Data listing:
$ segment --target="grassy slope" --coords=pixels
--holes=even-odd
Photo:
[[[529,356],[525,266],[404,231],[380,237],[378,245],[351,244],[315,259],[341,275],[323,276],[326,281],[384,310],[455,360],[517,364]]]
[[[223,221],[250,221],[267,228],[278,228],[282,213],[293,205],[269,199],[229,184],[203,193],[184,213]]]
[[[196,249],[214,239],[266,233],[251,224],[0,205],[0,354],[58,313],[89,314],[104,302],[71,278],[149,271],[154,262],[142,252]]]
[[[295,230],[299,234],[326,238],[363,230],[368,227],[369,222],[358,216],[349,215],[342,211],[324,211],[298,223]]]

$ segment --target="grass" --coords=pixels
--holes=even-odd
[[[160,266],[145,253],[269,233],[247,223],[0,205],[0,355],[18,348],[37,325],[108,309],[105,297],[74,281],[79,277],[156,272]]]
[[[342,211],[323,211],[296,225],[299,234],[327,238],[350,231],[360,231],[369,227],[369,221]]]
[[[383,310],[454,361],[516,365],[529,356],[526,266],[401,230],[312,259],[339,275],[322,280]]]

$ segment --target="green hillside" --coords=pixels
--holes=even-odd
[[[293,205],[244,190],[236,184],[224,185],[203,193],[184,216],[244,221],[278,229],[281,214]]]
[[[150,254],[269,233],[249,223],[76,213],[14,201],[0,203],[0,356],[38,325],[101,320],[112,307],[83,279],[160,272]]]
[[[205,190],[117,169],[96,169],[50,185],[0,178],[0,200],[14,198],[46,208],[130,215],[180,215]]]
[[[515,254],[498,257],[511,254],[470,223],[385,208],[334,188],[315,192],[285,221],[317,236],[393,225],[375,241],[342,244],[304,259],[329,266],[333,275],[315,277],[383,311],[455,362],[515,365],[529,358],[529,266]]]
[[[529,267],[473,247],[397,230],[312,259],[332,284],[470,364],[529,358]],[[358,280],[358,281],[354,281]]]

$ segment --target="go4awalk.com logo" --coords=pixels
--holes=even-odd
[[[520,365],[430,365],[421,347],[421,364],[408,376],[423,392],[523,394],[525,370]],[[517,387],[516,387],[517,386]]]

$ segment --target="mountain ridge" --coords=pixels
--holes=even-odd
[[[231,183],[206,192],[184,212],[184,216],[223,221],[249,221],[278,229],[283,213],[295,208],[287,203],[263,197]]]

Short problem ▸
Write the entries again, exactly as they stand.

Task answer ▸
$ segment --target="grassy slope" --coords=pixels
--holes=even-odd
Photo:
[[[529,356],[525,266],[404,231],[380,237],[378,245],[351,244],[315,259],[341,275],[323,276],[326,281],[384,310],[455,360],[517,364]]]
[[[223,221],[250,221],[267,228],[278,228],[282,213],[293,205],[269,199],[229,184],[203,193],[184,213]]]
[[[196,249],[214,239],[266,233],[251,224],[0,205],[0,354],[58,313],[89,314],[104,302],[71,278],[149,271],[154,262],[142,252]]]
[[[295,230],[299,234],[326,238],[363,230],[368,227],[369,222],[358,216],[349,215],[342,211],[324,211],[298,223]]]

$ segment --target="grass" --coords=pixels
--holes=even-odd
[[[160,266],[145,253],[269,233],[247,223],[0,205],[0,355],[18,348],[37,325],[108,309],[105,297],[74,281],[79,277],[156,272]]]
[[[342,211],[323,211],[296,225],[299,234],[327,238],[350,231],[360,231],[369,227],[369,221]]]
[[[383,310],[454,361],[516,365],[529,356],[526,266],[401,230],[312,259],[339,275],[322,280]]]

$ segment --target="green hillside" --coords=pixels
--holes=even-odd
[[[293,205],[244,190],[236,184],[224,185],[203,193],[184,216],[244,221],[278,229],[281,214]]]
[[[150,254],[269,233],[249,223],[76,213],[14,201],[0,203],[0,356],[38,325],[101,320],[112,307],[83,279],[160,272]]]
[[[205,190],[117,169],[96,169],[50,185],[0,178],[0,200],[14,198],[46,208],[130,215],[180,215]]]
[[[515,254],[498,257],[511,254],[470,223],[385,208],[334,188],[315,192],[285,221],[317,236],[393,225],[375,241],[342,244],[304,259],[329,266],[333,275],[315,277],[383,311],[455,362],[515,365],[529,358],[529,266]]]
[[[529,267],[473,247],[397,230],[312,259],[332,284],[470,364],[529,358]],[[358,280],[358,281],[354,281]]]

$ segment --target="go4awalk.com logo" --coords=pixels
--holes=even-odd
[[[520,365],[430,365],[421,347],[421,364],[408,376],[423,392],[523,394],[525,370]],[[517,387],[516,387],[517,386]]]

$ segment --target="mountain ridge" --coords=pixels
--holes=even-odd
[[[231,183],[206,192],[184,212],[184,216],[223,221],[249,221],[278,229],[283,213],[295,208],[287,203],[263,197]]]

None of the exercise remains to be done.